(Stored records)
----------

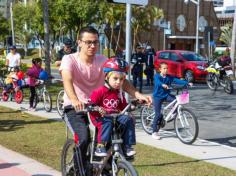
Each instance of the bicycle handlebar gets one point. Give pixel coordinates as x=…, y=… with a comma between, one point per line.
x=94, y=108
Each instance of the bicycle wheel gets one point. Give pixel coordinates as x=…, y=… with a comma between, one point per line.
x=47, y=101
x=60, y=102
x=147, y=116
x=125, y=168
x=186, y=126
x=229, y=87
x=67, y=159
x=18, y=96
x=211, y=81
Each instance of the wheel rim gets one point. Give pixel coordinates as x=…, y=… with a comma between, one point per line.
x=186, y=127
x=147, y=119
x=47, y=101
x=18, y=96
x=68, y=165
x=60, y=102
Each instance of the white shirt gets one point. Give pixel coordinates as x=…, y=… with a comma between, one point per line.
x=14, y=59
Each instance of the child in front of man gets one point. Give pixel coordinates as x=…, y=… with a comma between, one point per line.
x=110, y=99
x=161, y=92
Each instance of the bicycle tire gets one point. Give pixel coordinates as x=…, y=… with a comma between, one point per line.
x=125, y=168
x=147, y=115
x=229, y=87
x=182, y=126
x=47, y=101
x=68, y=169
x=211, y=81
x=18, y=96
x=59, y=102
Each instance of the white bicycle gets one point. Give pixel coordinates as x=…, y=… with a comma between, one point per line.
x=185, y=121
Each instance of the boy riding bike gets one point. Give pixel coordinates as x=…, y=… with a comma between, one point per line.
x=110, y=98
x=162, y=83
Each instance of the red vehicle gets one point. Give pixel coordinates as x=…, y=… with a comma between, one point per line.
x=182, y=64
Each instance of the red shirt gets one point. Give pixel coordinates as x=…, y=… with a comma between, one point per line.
x=109, y=99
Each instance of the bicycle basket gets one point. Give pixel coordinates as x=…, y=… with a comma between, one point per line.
x=183, y=98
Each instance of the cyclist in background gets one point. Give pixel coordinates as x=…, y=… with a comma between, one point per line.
x=13, y=58
x=33, y=74
x=110, y=98
x=67, y=49
x=161, y=92
x=82, y=72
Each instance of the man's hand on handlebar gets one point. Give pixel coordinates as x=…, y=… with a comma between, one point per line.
x=78, y=105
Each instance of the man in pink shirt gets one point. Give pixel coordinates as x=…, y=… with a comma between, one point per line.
x=82, y=72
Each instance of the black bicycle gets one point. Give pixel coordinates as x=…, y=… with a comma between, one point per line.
x=115, y=163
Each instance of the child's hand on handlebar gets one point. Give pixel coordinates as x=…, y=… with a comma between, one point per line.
x=165, y=86
x=101, y=111
x=190, y=84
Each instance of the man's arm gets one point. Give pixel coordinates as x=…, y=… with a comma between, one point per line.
x=70, y=91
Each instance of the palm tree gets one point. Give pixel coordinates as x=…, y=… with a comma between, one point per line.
x=226, y=34
x=232, y=54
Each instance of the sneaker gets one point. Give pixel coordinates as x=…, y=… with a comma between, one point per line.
x=130, y=152
x=101, y=151
x=156, y=136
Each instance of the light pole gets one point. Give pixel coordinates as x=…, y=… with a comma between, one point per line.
x=12, y=25
x=197, y=2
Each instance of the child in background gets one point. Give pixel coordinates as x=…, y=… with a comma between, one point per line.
x=161, y=93
x=33, y=74
x=11, y=79
x=110, y=99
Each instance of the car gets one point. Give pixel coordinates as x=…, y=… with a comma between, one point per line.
x=183, y=64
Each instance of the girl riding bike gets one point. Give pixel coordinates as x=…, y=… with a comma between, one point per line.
x=161, y=93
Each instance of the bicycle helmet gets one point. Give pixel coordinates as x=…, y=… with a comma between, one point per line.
x=68, y=42
x=43, y=75
x=36, y=60
x=20, y=75
x=115, y=64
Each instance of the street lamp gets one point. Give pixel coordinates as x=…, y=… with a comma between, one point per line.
x=197, y=2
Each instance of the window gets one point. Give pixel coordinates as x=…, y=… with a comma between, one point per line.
x=164, y=55
x=174, y=57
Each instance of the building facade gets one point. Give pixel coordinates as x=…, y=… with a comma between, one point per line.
x=180, y=19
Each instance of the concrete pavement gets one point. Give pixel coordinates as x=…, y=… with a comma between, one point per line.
x=201, y=150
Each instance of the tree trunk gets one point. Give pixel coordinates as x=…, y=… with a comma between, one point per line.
x=233, y=41
x=46, y=37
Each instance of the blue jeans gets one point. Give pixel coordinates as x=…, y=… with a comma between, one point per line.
x=157, y=108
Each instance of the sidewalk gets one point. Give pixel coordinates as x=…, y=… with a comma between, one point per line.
x=201, y=150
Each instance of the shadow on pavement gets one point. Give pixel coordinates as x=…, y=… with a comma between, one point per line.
x=165, y=164
x=7, y=165
x=12, y=125
x=229, y=141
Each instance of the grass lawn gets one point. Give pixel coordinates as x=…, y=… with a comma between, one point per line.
x=42, y=139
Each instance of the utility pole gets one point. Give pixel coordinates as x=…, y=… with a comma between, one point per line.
x=233, y=41
x=46, y=37
x=12, y=25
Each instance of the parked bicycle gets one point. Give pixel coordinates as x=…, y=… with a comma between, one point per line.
x=185, y=121
x=42, y=95
x=115, y=163
x=214, y=80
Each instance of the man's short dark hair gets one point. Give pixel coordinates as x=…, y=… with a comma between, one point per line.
x=88, y=29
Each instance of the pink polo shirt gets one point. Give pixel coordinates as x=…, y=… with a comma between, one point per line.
x=85, y=78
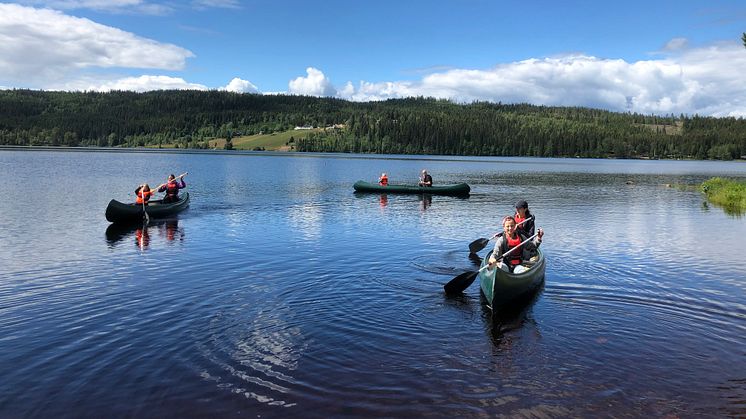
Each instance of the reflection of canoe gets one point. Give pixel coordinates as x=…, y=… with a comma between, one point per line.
x=502, y=288
x=460, y=189
x=118, y=212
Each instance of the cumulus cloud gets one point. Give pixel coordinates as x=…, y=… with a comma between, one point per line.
x=676, y=44
x=42, y=45
x=315, y=84
x=705, y=81
x=238, y=85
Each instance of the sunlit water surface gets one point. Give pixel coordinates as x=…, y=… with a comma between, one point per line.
x=280, y=292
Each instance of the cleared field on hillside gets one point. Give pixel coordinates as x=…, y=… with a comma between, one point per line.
x=277, y=141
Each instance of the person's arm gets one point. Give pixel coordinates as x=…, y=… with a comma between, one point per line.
x=537, y=239
x=497, y=252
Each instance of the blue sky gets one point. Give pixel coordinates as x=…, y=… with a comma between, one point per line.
x=652, y=56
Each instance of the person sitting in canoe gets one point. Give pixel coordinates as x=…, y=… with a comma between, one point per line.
x=511, y=238
x=143, y=194
x=522, y=213
x=425, y=179
x=172, y=188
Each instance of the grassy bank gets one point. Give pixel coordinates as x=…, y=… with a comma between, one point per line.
x=729, y=194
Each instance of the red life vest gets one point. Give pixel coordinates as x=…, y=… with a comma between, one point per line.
x=515, y=257
x=143, y=196
x=172, y=188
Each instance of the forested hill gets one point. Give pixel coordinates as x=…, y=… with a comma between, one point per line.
x=402, y=126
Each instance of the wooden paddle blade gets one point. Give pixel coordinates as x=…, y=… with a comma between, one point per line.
x=478, y=245
x=460, y=283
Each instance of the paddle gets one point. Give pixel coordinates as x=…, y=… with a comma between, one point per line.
x=142, y=197
x=480, y=244
x=177, y=177
x=462, y=281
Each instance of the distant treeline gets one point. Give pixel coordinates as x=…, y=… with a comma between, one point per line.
x=189, y=119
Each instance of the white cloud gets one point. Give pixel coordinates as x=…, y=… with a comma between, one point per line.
x=316, y=84
x=42, y=45
x=111, y=6
x=238, y=85
x=705, y=81
x=676, y=44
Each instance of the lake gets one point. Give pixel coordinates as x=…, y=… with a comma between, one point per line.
x=281, y=293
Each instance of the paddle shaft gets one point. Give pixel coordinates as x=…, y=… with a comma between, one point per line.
x=177, y=177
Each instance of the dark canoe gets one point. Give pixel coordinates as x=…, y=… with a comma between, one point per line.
x=503, y=288
x=118, y=212
x=460, y=189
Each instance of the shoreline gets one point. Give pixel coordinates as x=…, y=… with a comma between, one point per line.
x=433, y=157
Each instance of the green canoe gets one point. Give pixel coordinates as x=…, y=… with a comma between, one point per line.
x=119, y=212
x=503, y=288
x=460, y=189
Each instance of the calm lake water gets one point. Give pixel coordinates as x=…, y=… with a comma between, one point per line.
x=282, y=293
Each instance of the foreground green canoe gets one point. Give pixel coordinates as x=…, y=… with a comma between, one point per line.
x=460, y=189
x=118, y=212
x=502, y=288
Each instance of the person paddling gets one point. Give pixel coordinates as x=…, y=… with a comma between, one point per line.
x=143, y=194
x=509, y=240
x=172, y=188
x=522, y=213
x=425, y=179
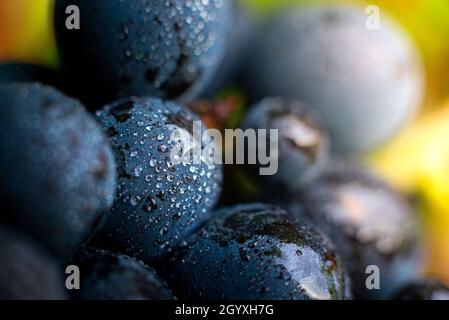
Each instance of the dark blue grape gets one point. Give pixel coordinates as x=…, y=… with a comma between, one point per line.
x=255, y=252
x=26, y=271
x=158, y=202
x=365, y=83
x=302, y=145
x=107, y=276
x=371, y=225
x=167, y=49
x=57, y=168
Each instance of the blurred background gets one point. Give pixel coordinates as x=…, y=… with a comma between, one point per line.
x=416, y=161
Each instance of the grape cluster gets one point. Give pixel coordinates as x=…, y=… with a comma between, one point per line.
x=95, y=184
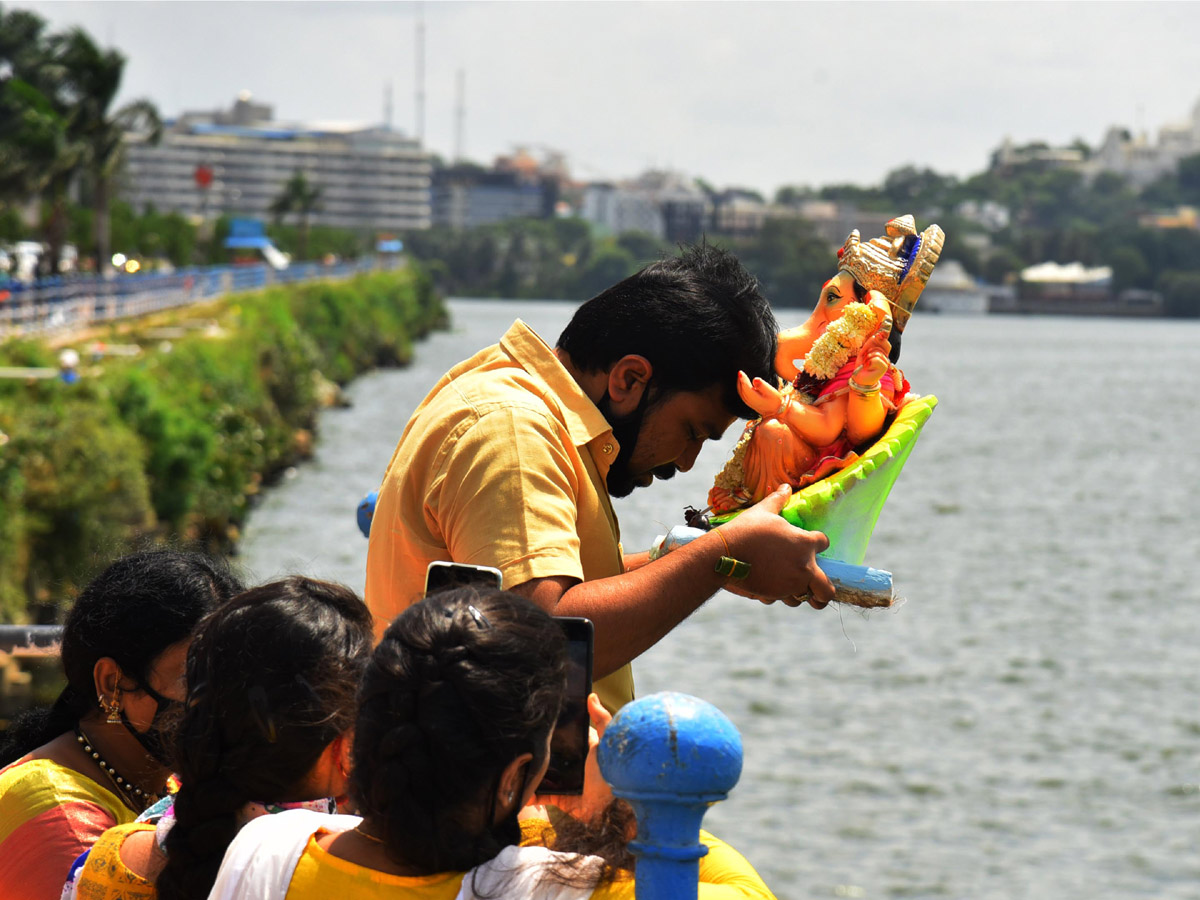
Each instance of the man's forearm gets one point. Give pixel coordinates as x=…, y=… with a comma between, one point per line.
x=634, y=611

----------

:: EXERCISE AIM ::
Write out exactly, and nothing more than, the lines of the entries above from the line containing "Each instance of the foreground" through the final line; omit any pictures.

:: FINAL ANSWER ::
Each instance of the foreground green canoe gets one point. Give pixel coordinates as x=…, y=… with a comma between, one point per line.
x=460, y=189
x=118, y=212
x=502, y=288
Each instance of the person paddling gets one point. Give pixel coordinates as x=…, y=… with a comma between, one point per line.
x=143, y=194
x=509, y=240
x=172, y=188
x=522, y=213
x=425, y=179
Each instance of the dark blue grape gets one point. Give pixel coordinates as x=…, y=… with a comma between, one point per line.
x=255, y=252
x=26, y=271
x=158, y=202
x=365, y=83
x=302, y=145
x=107, y=276
x=371, y=225
x=167, y=49
x=57, y=168
Each instance of the blurred background gets one point. Give pixel coordinates as x=…, y=… with a comma between, one point per line.
x=416, y=161
Each instance of the grape cluster gets one point. Give pixel coordinates as x=…, y=… with a comma between, one point per line.
x=95, y=184
Each instance of the man's forearm gets one point. Give pixel coordinates as x=…, y=… with a comma between, one point per line.
x=634, y=611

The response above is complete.